#### WHAT YOU WILL DO:
Would you find each line in the entries below with the string "sleeve" and copy it?

--- DATA RECORDS Enclosed Below ---

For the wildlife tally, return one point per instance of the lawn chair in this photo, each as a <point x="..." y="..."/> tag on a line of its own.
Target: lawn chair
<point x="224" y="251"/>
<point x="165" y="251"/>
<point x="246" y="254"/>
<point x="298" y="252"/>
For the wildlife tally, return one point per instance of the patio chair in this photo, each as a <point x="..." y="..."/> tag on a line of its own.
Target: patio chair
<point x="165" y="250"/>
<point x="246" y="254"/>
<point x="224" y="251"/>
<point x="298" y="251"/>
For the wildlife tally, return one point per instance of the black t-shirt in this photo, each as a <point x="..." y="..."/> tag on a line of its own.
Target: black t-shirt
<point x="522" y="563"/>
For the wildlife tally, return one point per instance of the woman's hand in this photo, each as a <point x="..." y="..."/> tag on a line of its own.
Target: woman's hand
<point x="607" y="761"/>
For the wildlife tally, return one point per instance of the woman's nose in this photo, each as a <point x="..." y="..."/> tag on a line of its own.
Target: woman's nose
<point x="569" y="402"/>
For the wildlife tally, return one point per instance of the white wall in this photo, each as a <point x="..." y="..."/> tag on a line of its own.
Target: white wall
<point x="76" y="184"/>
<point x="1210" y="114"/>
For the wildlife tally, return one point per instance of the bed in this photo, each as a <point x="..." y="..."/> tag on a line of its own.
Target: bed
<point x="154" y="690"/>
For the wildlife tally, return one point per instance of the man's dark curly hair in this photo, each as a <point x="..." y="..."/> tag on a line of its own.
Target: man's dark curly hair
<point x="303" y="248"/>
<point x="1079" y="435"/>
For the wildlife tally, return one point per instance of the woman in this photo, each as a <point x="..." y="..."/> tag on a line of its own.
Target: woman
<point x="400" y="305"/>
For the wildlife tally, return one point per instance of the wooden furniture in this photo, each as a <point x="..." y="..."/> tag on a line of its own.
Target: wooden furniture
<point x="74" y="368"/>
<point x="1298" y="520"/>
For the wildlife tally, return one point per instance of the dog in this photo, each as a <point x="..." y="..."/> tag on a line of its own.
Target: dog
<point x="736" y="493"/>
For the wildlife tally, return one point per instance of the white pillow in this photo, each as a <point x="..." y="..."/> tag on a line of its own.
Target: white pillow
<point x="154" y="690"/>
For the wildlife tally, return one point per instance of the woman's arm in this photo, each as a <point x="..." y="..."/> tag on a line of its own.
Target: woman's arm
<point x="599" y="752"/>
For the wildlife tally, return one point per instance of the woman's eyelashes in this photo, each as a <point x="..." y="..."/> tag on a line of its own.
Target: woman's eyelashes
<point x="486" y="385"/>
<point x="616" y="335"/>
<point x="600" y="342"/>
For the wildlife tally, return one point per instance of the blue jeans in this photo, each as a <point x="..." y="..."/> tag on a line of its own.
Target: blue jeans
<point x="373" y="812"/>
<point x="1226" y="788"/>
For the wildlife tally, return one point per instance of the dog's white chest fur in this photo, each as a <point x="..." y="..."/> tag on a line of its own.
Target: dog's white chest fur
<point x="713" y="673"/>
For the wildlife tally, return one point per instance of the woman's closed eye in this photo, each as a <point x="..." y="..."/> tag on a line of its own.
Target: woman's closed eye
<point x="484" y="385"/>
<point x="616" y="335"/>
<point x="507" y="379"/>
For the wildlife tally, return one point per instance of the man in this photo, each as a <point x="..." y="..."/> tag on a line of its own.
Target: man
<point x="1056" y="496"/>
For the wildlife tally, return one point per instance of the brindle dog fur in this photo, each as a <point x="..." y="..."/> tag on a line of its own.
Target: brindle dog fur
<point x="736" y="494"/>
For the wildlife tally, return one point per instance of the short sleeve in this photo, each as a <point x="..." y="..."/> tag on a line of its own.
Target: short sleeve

--- End of Enclosed DATA RECORDS ---

#### ANSWER TO THIS EXERCISE:
For the wildlife tally, return one point per instance of the short sleeve in this photo, each as a <point x="..." y="..."/> tag on a line of its own.
Target: short sleeve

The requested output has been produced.